Prompt:
Arrange every line of the material below as a Markdown table with two columns, Row and Line. Number the rows and leave out blank lines and pictures.

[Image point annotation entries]
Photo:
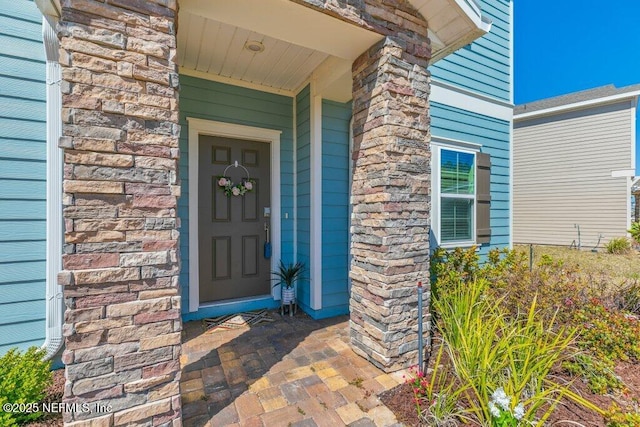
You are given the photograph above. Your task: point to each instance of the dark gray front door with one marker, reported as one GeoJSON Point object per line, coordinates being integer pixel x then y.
{"type": "Point", "coordinates": [232, 228]}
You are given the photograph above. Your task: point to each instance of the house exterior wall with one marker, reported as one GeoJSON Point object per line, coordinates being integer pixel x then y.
{"type": "Point", "coordinates": [483, 66]}
{"type": "Point", "coordinates": [22, 176]}
{"type": "Point", "coordinates": [562, 175]}
{"type": "Point", "coordinates": [211, 100]}
{"type": "Point", "coordinates": [335, 208]}
{"type": "Point", "coordinates": [481, 75]}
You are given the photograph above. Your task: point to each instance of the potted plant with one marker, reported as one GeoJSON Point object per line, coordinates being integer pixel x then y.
{"type": "Point", "coordinates": [286, 276]}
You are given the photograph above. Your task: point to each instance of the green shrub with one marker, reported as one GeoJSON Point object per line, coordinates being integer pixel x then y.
{"type": "Point", "coordinates": [24, 378]}
{"type": "Point", "coordinates": [609, 334]}
{"type": "Point", "coordinates": [618, 245]}
{"type": "Point", "coordinates": [635, 232]}
{"type": "Point", "coordinates": [598, 374]}
{"type": "Point", "coordinates": [492, 352]}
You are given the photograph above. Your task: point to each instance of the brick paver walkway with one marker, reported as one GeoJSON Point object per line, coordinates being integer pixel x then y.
{"type": "Point", "coordinates": [292, 372]}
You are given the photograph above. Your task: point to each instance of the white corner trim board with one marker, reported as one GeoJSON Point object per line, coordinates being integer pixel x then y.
{"type": "Point", "coordinates": [578, 105]}
{"type": "Point", "coordinates": [199, 127]}
{"type": "Point", "coordinates": [315, 269]}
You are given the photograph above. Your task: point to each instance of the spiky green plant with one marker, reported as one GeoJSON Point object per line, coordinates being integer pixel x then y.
{"type": "Point", "coordinates": [287, 274]}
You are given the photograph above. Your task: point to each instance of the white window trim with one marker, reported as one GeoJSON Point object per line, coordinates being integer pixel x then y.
{"type": "Point", "coordinates": [199, 127]}
{"type": "Point", "coordinates": [463, 147]}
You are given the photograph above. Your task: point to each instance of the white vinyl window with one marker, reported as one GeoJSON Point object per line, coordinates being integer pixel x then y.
{"type": "Point", "coordinates": [455, 196]}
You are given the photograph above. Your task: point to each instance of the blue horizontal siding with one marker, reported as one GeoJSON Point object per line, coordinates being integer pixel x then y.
{"type": "Point", "coordinates": [23, 335]}
{"type": "Point", "coordinates": [484, 65]}
{"type": "Point", "coordinates": [493, 135]}
{"type": "Point", "coordinates": [209, 100]}
{"type": "Point", "coordinates": [335, 207]}
{"type": "Point", "coordinates": [303, 192]}
{"type": "Point", "coordinates": [22, 176]}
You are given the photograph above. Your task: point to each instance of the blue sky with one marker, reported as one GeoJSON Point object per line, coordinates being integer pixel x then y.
{"type": "Point", "coordinates": [564, 46]}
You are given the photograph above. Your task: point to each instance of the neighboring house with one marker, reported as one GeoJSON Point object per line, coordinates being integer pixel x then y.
{"type": "Point", "coordinates": [23, 172]}
{"type": "Point", "coordinates": [359, 168]}
{"type": "Point", "coordinates": [574, 159]}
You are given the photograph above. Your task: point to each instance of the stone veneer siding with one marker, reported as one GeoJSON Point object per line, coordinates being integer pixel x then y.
{"type": "Point", "coordinates": [391, 205]}
{"type": "Point", "coordinates": [121, 262]}
{"type": "Point", "coordinates": [391, 180]}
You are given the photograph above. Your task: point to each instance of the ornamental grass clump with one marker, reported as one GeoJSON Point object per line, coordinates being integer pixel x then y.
{"type": "Point", "coordinates": [437, 395]}
{"type": "Point", "coordinates": [490, 351]}
{"type": "Point", "coordinates": [24, 378]}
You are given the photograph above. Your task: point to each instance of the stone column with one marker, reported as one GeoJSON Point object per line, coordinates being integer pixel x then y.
{"type": "Point", "coordinates": [391, 205]}
{"type": "Point", "coordinates": [120, 139]}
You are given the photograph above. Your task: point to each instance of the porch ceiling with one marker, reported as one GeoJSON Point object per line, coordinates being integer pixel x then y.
{"type": "Point", "coordinates": [297, 41]}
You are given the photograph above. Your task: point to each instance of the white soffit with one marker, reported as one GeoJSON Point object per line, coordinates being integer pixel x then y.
{"type": "Point", "coordinates": [289, 22]}
{"type": "Point", "coordinates": [578, 105]}
{"type": "Point", "coordinates": [452, 24]}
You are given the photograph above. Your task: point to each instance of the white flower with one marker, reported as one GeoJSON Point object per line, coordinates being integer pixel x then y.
{"type": "Point", "coordinates": [501, 398]}
{"type": "Point", "coordinates": [494, 410]}
{"type": "Point", "coordinates": [518, 411]}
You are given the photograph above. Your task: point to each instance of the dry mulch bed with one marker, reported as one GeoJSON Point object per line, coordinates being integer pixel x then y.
{"type": "Point", "coordinates": [400, 400]}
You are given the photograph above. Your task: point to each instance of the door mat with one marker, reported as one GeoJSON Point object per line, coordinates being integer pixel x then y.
{"type": "Point", "coordinates": [238, 320]}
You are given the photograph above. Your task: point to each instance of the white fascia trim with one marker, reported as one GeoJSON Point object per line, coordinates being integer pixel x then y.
{"type": "Point", "coordinates": [199, 127]}
{"type": "Point", "coordinates": [578, 105]}
{"type": "Point", "coordinates": [316, 200]}
{"type": "Point", "coordinates": [54, 222]}
{"type": "Point", "coordinates": [49, 7]}
{"type": "Point", "coordinates": [234, 82]}
{"type": "Point", "coordinates": [463, 99]}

The response:
| Row | Line |
|---|---|
| 1 | Photo: |
| 2 | You are given the photograph above. Your task: point to each instance of the dark gray front door with one marker, reported as one GeoJSON Point object per line, coordinates being integer pixel x then y. |
| 3 | {"type": "Point", "coordinates": [232, 228]} |
| 4 | You are given the photograph above. Your task: point to each instance of the house exterior wall with one marker, reported as one GeoJSON Point object per line, coordinates being integer pixel x then y. |
| 5 | {"type": "Point", "coordinates": [483, 66]} |
| 6 | {"type": "Point", "coordinates": [22, 176]} |
| 7 | {"type": "Point", "coordinates": [562, 175]} |
| 8 | {"type": "Point", "coordinates": [211, 100]} |
| 9 | {"type": "Point", "coordinates": [335, 208]} |
| 10 | {"type": "Point", "coordinates": [481, 75]} |
| 11 | You are given the photograph above. Your task: point to each instance of the potted plant with one marker, reported as one GeoJSON Point object per line, coordinates being integer pixel x then y. |
| 12 | {"type": "Point", "coordinates": [286, 276]} |
| 13 | You are given the photograph above. Your task: point to each instance of the green shrub with one marker, reported as one GeoJSON Point object per line, coordinates being integer pixel x then y. |
| 14 | {"type": "Point", "coordinates": [24, 378]} |
| 15 | {"type": "Point", "coordinates": [609, 334]} |
| 16 | {"type": "Point", "coordinates": [618, 245]} |
| 17 | {"type": "Point", "coordinates": [635, 232]} |
| 18 | {"type": "Point", "coordinates": [598, 374]} |
| 19 | {"type": "Point", "coordinates": [492, 352]} |
| 20 | You are given the photograph above. Your task: point to each instance of the brick paver walkway with one marker, reported as one GeoJSON Point object per line, coordinates being integer pixel x then y. |
| 21 | {"type": "Point", "coordinates": [292, 372]} |
| 22 | You are given the photograph above. Your task: point to each instance of the white corner trim board with one marker, reported as one GeoJSON Point object per line, coordinates being integer pixel x then y. |
| 23 | {"type": "Point", "coordinates": [578, 105]} |
| 24 | {"type": "Point", "coordinates": [199, 127]} |
| 25 | {"type": "Point", "coordinates": [315, 269]} |
| 26 | You are given the photograph above. Your task: point to each instance of the spiky green plant with one marker, reported as one GeoJSON Point object per line, coordinates being integer pixel x then y. |
| 27 | {"type": "Point", "coordinates": [287, 274]} |
| 28 | You are given the photograph above. Your task: point to each instance of the white window trim with one marker, reported as one GeoJSON Point object per line, coordinates being integer pixel x then y. |
| 29 | {"type": "Point", "coordinates": [199, 127]} |
| 30 | {"type": "Point", "coordinates": [463, 147]} |
| 31 | You are given the photograph above. Your task: point to each instance of the white vinyl window with one marker, reported as one GeoJSON Point object per line, coordinates being integer pixel x then y. |
| 32 | {"type": "Point", "coordinates": [455, 196]} |
| 33 | You are given the photograph above. Your task: point to each instance of the blue horizontal siding with one marker, reported as one GeoJSON Point object per line, coordinates being integer pixel x then y. |
| 34 | {"type": "Point", "coordinates": [23, 335]} |
| 35 | {"type": "Point", "coordinates": [484, 65]} |
| 36 | {"type": "Point", "coordinates": [493, 135]} |
| 37 | {"type": "Point", "coordinates": [209, 100]} |
| 38 | {"type": "Point", "coordinates": [335, 207]} |
| 39 | {"type": "Point", "coordinates": [303, 192]} |
| 40 | {"type": "Point", "coordinates": [22, 176]} |
| 41 | You are given the photograph above. Your task: point to each instance of the blue sky with one marker, reported as one GeoJSON Point object per line, coordinates being integer pixel x then y. |
| 42 | {"type": "Point", "coordinates": [564, 46]} |
| 43 | You are given the photograph above. Your task: point to each instance of the neighboring house with one marker, reported as one GeoJSON Point object per line, coordinates being integer pixel x then y. |
| 44 | {"type": "Point", "coordinates": [23, 172]} |
| 45 | {"type": "Point", "coordinates": [359, 168]} |
| 46 | {"type": "Point", "coordinates": [574, 159]} |
| 47 | You are given the photograph above. Your task: point to each instance of the stone veneer siding with one marker, reported as one GeoJSON Point object per line, coordinates being integer pixel x then y. |
| 48 | {"type": "Point", "coordinates": [391, 205]} |
| 49 | {"type": "Point", "coordinates": [121, 262]} |
| 50 | {"type": "Point", "coordinates": [391, 180]} |
| 51 | You are given the photograph above. Your task: point to each instance of the ornamental grass clump with one marker, reported as one GeoJSON Point object per line, coordinates being integer pixel x then y. |
| 52 | {"type": "Point", "coordinates": [437, 395]} |
| 53 | {"type": "Point", "coordinates": [490, 351]} |
| 54 | {"type": "Point", "coordinates": [24, 378]} |
| 55 | You are given the photograph above. Your task: point to each instance of the stone column with one marker, reported as one GeoJSON Point object per line, coordinates being integer pixel x then y. |
| 56 | {"type": "Point", "coordinates": [391, 205]} |
| 57 | {"type": "Point", "coordinates": [120, 139]} |
| 58 | You are given the photograph above. Your task: point to each instance of the porch ceiling with one marker, reported as one GeoJSON Point object per line, coordinates being integer pixel x then y. |
| 59 | {"type": "Point", "coordinates": [297, 41]} |
| 60 | You are given the photograph above. Your task: point to each instance of the white soffit with one marker, reported as one GeoJSON Point object per line, coordinates being integer pixel x then y. |
| 61 | {"type": "Point", "coordinates": [289, 22]} |
| 62 | {"type": "Point", "coordinates": [578, 105]} |
| 63 | {"type": "Point", "coordinates": [452, 24]} |
| 64 | You are given the photograph above. Your task: point to each instance of the white flower with one marker, reported as one GeoJSON Point object per line, coordinates being integer pixel x then y. |
| 65 | {"type": "Point", "coordinates": [501, 398]} |
| 66 | {"type": "Point", "coordinates": [494, 410]} |
| 67 | {"type": "Point", "coordinates": [518, 411]} |
| 68 | You are given the photograph above. Your task: point to each instance of the dry mulch bed with one marker, reported as one GeoJSON Point object per line, coordinates being integer pixel x then y. |
| 69 | {"type": "Point", "coordinates": [400, 400]} |
| 70 | You are given the photograph above. Your task: point to each instance of the door mat with one marker, reported as one GeoJSON Point object per line, coordinates being integer pixel x then y. |
| 71 | {"type": "Point", "coordinates": [238, 320]} |
| 72 | You are given the photograph above. Your task: point to each instance of the white fascia trim with one marker, reported as one GeoJSON Point object per line, coordinates being integer pixel x then y. |
| 73 | {"type": "Point", "coordinates": [199, 127]} |
| 74 | {"type": "Point", "coordinates": [578, 105]} |
| 75 | {"type": "Point", "coordinates": [316, 200]} |
| 76 | {"type": "Point", "coordinates": [54, 222]} |
| 77 | {"type": "Point", "coordinates": [49, 7]} |
| 78 | {"type": "Point", "coordinates": [234, 82]} |
| 79 | {"type": "Point", "coordinates": [463, 99]} |